## RECORD LIST
===============

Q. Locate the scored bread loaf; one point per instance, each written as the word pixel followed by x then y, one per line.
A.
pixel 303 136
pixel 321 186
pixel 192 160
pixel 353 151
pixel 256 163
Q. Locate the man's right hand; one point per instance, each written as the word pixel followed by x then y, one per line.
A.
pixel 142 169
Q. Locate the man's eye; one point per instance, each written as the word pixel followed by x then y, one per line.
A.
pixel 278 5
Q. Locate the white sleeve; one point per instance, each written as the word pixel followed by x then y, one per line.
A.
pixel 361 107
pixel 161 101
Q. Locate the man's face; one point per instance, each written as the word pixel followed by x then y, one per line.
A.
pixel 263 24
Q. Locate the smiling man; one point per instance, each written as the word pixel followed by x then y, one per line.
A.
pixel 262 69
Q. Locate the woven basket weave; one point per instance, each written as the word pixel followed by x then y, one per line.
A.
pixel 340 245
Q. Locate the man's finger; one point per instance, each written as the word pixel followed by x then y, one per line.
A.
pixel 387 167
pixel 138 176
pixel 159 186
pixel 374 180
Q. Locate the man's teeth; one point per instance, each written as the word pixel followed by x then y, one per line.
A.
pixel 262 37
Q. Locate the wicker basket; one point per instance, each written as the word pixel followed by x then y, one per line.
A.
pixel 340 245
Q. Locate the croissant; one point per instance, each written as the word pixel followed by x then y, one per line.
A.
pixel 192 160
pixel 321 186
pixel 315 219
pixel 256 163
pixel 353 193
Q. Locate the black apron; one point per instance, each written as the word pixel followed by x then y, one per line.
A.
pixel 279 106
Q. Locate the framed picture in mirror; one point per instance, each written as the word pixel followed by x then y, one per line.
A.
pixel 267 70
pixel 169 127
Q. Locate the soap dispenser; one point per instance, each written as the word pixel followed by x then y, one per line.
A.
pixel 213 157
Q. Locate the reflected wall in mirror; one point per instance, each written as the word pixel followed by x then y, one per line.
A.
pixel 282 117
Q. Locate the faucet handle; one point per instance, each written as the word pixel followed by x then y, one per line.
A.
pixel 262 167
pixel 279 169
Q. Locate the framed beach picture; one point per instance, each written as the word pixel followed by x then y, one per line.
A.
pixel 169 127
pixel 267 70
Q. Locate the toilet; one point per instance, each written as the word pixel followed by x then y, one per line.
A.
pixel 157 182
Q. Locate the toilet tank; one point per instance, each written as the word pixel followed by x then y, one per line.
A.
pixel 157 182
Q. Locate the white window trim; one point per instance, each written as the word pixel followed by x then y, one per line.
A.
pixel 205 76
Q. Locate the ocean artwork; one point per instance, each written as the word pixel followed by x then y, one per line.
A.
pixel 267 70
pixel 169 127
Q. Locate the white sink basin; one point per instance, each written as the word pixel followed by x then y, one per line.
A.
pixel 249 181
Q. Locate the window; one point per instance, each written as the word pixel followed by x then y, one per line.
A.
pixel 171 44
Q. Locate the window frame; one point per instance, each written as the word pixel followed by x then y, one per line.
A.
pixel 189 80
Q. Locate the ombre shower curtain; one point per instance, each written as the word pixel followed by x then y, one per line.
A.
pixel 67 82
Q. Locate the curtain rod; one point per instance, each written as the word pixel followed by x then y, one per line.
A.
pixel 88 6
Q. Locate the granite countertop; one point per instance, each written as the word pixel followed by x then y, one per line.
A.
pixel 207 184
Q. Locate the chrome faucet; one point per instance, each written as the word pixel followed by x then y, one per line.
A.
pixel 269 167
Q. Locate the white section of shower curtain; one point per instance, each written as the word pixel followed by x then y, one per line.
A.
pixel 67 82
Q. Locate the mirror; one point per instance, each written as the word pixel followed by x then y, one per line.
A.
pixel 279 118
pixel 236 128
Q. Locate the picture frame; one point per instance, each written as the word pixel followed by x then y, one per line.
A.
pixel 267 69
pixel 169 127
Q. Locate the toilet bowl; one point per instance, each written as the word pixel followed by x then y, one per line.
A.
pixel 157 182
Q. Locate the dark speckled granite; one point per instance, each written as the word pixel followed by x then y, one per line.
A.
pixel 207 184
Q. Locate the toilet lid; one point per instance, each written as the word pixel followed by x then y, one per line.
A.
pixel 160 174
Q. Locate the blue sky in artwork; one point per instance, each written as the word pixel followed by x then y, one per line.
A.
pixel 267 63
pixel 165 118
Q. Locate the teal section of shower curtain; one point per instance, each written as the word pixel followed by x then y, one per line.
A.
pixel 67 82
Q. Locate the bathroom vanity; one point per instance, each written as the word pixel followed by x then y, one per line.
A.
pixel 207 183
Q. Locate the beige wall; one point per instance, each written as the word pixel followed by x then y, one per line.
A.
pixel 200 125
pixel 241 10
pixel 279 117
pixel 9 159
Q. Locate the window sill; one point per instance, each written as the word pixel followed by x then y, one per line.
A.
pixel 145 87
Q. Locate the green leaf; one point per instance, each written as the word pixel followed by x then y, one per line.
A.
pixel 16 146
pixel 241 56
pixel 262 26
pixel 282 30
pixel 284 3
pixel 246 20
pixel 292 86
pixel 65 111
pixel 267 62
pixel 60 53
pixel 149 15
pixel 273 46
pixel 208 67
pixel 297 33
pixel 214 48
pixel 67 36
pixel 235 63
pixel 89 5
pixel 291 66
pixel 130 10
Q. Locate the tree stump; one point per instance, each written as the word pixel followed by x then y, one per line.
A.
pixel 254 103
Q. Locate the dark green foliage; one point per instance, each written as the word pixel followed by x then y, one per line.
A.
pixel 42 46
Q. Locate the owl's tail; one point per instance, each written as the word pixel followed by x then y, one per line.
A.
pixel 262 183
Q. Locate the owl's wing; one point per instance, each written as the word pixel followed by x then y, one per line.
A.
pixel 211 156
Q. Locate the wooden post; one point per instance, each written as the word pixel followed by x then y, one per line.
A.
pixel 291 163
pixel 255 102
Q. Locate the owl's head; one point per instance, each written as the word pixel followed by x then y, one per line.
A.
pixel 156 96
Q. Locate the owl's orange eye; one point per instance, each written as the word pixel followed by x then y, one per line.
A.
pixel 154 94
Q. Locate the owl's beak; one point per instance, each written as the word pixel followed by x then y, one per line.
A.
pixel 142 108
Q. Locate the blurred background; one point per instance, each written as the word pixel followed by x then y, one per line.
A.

===============

Return, character for character, the lines of the material from the line containing "Q. Locate the picture" through the line containing "pixel 145 87", inclusive of both.

Q. Locate the picture frame; one point per instance, each written as the word pixel followed by x then y, one per line.
A.
pixel 267 69
pixel 169 127
Q. Locate the toilet bowl; one point per instance, each written as the word pixel followed by x then y, one per line.
A.
pixel 157 182
Q. Locate the dark speckled granite; one point per instance, each written as the word pixel followed by x then y, one per line.
A.
pixel 207 184
Q. Locate the toilet lid; one point per instance, each written as the word pixel followed by x then y, one per line.
A.
pixel 160 174
Q. Locate the blue sky in artwork; one point per instance, each written as the word pixel followed by x then y, one per line.
A.
pixel 267 63
pixel 165 118
Q. Locate the teal section of shower curtain; one point per instance, each written as the word pixel followed by x then y, one per line.
A.
pixel 67 82
Q. Locate the bathroom vanity; one point per instance, each written as the word pixel followed by x then y, one per line.
A.
pixel 207 183
Q. Locate the beige wall; one point per instance, each written as the word pixel followed by x then y, one per line.
A.
pixel 200 125
pixel 241 10
pixel 279 117
pixel 9 159
Q. Locate the window sill; one point per instance, each written as the word pixel followed by x then y, one per line.
A.
pixel 145 87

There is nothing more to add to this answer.